====== Rows ======

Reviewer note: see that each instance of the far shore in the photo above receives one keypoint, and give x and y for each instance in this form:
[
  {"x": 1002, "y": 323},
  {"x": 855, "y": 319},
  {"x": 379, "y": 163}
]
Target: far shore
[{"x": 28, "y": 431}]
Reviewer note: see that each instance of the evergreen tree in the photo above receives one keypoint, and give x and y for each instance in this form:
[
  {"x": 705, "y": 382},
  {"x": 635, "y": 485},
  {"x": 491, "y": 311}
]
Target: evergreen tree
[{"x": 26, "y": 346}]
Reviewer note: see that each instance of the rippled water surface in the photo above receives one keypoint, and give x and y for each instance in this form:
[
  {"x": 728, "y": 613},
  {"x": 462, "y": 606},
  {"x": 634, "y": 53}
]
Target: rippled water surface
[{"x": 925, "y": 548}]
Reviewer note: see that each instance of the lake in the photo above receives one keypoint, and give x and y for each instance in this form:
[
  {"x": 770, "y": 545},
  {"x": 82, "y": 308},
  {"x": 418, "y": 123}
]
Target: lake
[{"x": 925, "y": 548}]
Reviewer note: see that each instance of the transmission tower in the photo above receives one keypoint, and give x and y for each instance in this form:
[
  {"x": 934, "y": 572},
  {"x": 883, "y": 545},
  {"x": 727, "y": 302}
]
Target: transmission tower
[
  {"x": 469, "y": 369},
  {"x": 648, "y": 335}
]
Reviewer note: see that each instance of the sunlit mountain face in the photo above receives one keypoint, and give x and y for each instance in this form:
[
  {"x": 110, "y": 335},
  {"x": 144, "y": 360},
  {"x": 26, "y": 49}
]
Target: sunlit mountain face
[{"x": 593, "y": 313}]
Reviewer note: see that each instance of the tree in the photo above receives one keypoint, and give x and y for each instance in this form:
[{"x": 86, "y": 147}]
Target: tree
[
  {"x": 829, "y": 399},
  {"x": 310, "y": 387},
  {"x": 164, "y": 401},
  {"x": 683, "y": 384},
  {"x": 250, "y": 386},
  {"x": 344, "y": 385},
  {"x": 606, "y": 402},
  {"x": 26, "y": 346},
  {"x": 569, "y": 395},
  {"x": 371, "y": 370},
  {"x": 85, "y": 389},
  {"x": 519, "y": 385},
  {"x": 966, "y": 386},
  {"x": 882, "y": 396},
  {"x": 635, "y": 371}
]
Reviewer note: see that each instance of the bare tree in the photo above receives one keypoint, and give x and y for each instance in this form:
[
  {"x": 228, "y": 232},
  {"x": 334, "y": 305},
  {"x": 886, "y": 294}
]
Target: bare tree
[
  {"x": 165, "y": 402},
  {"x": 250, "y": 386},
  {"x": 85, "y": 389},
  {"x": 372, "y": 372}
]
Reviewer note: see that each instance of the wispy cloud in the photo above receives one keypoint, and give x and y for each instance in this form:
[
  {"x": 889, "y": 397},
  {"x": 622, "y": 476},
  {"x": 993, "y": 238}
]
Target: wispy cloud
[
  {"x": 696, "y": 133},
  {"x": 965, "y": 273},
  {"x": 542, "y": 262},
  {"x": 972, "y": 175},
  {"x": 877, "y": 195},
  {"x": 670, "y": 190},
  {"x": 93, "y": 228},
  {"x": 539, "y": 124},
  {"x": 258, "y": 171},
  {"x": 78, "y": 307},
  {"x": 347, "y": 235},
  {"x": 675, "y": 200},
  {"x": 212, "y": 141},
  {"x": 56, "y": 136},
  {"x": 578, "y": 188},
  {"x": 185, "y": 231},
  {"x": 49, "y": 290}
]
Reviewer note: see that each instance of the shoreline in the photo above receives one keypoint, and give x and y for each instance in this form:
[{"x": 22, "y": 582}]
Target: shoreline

======

§ Problem to work on
Could you pull out every one of the lines above and reproduce each one verbatim, character for character?

§ Exercise result
Reviewer note: see that each instance of the far shore in the photo above receives one keypoint, and give x and y for each instance in this form:
[
  {"x": 1002, "y": 323},
  {"x": 855, "y": 319},
  {"x": 379, "y": 163}
]
Target: far shore
[{"x": 28, "y": 431}]
Reviewer note: see that each instance of the evergreen tree in the photo above receives one keypoint, and give x and y for each instance in this form:
[
  {"x": 705, "y": 382},
  {"x": 635, "y": 485},
  {"x": 491, "y": 311}
]
Target: evergreen tree
[{"x": 26, "y": 346}]
Reviewer note: see that each instance of the rippled water surface in the photo above receives one keypoint, and give x and y for each instance in this form:
[
  {"x": 728, "y": 613},
  {"x": 462, "y": 606},
  {"x": 634, "y": 53}
]
Target: rippled water surface
[{"x": 925, "y": 548}]
Reviewer note: see that each instance of the lake in the photo above receives one keypoint, and give x and y for each instance in this form:
[
  {"x": 770, "y": 545},
  {"x": 82, "y": 308},
  {"x": 418, "y": 123}
]
Target: lake
[{"x": 925, "y": 548}]
Reviewer note: see that each instance of the transmission tower in the photo above receives one keypoint, and give x and y for each instance in this form:
[
  {"x": 934, "y": 572},
  {"x": 883, "y": 545},
  {"x": 727, "y": 302}
]
Target: transmission tower
[
  {"x": 469, "y": 369},
  {"x": 648, "y": 335}
]
Reviewer note: see that each instance of the sunlit mountain face in the photo above receives one keypoint, and give x and y for each instance in this form:
[
  {"x": 110, "y": 335},
  {"x": 144, "y": 360},
  {"x": 26, "y": 49}
]
Target: sunlit mountain face
[{"x": 593, "y": 313}]
Reviewer note: see that each instance of the tree in the photo above receives one keypoint, and give x and y for each instance in this form:
[{"x": 86, "y": 147}]
Target: tree
[
  {"x": 829, "y": 399},
  {"x": 310, "y": 387},
  {"x": 164, "y": 401},
  {"x": 683, "y": 384},
  {"x": 250, "y": 386},
  {"x": 344, "y": 385},
  {"x": 606, "y": 402},
  {"x": 26, "y": 346},
  {"x": 569, "y": 395},
  {"x": 371, "y": 370},
  {"x": 85, "y": 389},
  {"x": 519, "y": 385},
  {"x": 966, "y": 386},
  {"x": 882, "y": 396},
  {"x": 635, "y": 371}
]
Reviewer note: see that each instance of the bare tree in the photo above receives one keypoint, and give x and y for each instance in this form:
[
  {"x": 228, "y": 232},
  {"x": 334, "y": 305},
  {"x": 886, "y": 294}
]
Target: bare tree
[
  {"x": 165, "y": 402},
  {"x": 250, "y": 386},
  {"x": 85, "y": 389},
  {"x": 372, "y": 372}
]
Reviewer note: see that each instance of the wispy cloud in the photo above receives one keypoint, and give x and y for each instance in this form:
[
  {"x": 889, "y": 397},
  {"x": 622, "y": 476},
  {"x": 993, "y": 238}
]
Target: wispy cloud
[
  {"x": 696, "y": 133},
  {"x": 965, "y": 273},
  {"x": 542, "y": 262},
  {"x": 972, "y": 175},
  {"x": 877, "y": 195},
  {"x": 670, "y": 190},
  {"x": 93, "y": 228},
  {"x": 539, "y": 124},
  {"x": 258, "y": 171},
  {"x": 78, "y": 307},
  {"x": 347, "y": 235},
  {"x": 675, "y": 200},
  {"x": 212, "y": 141},
  {"x": 56, "y": 136},
  {"x": 578, "y": 188},
  {"x": 185, "y": 231},
  {"x": 49, "y": 290}
]
Reviewer note: see that each instance of the shoreline in the photo above receives one keypoint, and give x and y for each instance in this form:
[{"x": 22, "y": 582}]
Target: shoreline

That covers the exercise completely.